DESCRIPTION OF THE TASK:
Which lines run from the one containing "Annotate each instance of the cloud" through the end of the entries? Restate them word for word, and only those.

SOURCE MATERIAL:
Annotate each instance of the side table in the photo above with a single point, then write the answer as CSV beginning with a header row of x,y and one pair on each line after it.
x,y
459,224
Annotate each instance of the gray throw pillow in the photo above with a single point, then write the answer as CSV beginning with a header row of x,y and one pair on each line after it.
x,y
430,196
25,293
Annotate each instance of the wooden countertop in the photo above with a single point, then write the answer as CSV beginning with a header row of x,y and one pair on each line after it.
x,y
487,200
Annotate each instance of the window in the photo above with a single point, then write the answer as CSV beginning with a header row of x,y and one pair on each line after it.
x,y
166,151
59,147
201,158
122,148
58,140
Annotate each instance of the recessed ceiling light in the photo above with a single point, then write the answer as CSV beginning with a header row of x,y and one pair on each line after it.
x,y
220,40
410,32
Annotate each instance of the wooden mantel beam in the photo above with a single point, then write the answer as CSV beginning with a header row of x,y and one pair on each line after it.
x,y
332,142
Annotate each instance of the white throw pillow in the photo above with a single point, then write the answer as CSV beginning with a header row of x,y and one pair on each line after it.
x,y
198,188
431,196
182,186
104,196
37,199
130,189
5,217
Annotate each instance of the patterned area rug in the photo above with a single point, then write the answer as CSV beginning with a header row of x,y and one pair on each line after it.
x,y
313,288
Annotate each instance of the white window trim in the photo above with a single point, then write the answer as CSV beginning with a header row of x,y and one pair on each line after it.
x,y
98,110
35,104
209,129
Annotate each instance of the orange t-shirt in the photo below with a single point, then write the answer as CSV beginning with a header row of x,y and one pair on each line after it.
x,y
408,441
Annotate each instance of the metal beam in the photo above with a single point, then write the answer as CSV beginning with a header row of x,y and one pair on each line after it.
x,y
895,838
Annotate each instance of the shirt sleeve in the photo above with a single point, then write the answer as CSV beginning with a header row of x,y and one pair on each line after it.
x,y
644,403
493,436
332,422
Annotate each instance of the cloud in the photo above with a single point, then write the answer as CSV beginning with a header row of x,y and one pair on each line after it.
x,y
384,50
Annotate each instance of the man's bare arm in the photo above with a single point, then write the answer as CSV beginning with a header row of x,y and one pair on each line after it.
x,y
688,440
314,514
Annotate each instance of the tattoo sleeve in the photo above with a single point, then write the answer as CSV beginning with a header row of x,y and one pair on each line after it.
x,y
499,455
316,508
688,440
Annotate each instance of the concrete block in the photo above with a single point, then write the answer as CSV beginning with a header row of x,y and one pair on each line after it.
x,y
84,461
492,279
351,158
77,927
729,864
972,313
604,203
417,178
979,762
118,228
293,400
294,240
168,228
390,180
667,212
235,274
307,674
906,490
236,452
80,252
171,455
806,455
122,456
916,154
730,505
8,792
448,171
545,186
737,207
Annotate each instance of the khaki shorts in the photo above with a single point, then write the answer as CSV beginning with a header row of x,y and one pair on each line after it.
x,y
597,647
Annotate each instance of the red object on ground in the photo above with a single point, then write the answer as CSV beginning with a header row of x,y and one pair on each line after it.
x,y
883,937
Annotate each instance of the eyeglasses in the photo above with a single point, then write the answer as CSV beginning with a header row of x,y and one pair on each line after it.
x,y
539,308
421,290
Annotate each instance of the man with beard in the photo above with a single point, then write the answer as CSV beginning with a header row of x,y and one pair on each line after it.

ANSWER TO THE PROBLEM:
Annotate each instance of the cloud in the photo above with a single point, then write the answer as CSV beginning with a header row of x,y and one pair on each line after it.
x,y
384,50
Annotate each instance of the man's bare arm in the photo above with a single point, then write the answer as CSV beginning with a header row of x,y and one pair on each line after it.
x,y
688,440
314,514
Annotate each instance of the tattoo sleeve in the photo above with a single point, then write the answer as CSV beginning with a header row of x,y and one pair on each line after it.
x,y
499,455
316,508
688,440
Annotate each instance of the concrete block in the photo above with a single point, then write the answer as CSV beginning with a header row of x,y and one pair on each line after it.
x,y
84,461
492,279
351,158
77,927
729,864
972,313
604,203
417,178
979,762
118,228
293,400
294,240
168,228
390,180
667,212
235,274
307,674
906,490
236,452
80,252
171,455
806,455
122,456
916,154
730,505
8,792
448,171
545,186
737,207
Annotate each instance of the khaki shorts in the photo above with a single point, then write the answer as CSV beginning with a header row of x,y and one pair on each line after it.
x,y
597,647
Annotate each instance of the red object on ground in the photo above with a single point, then write the answer as CSV beginning with a header row of x,y and one pair on each line after it.
x,y
883,937
Annotate each instance of the eyeglasses in the photo above with a single point, then write the answer as CSV beginning with a header row of x,y and one pair on each line after it.
x,y
539,308
421,290
Annotate each instance of the man with beard in the photo above with a single point, then write the answer as CSV beginning with a header row of x,y and one pair on each line after it.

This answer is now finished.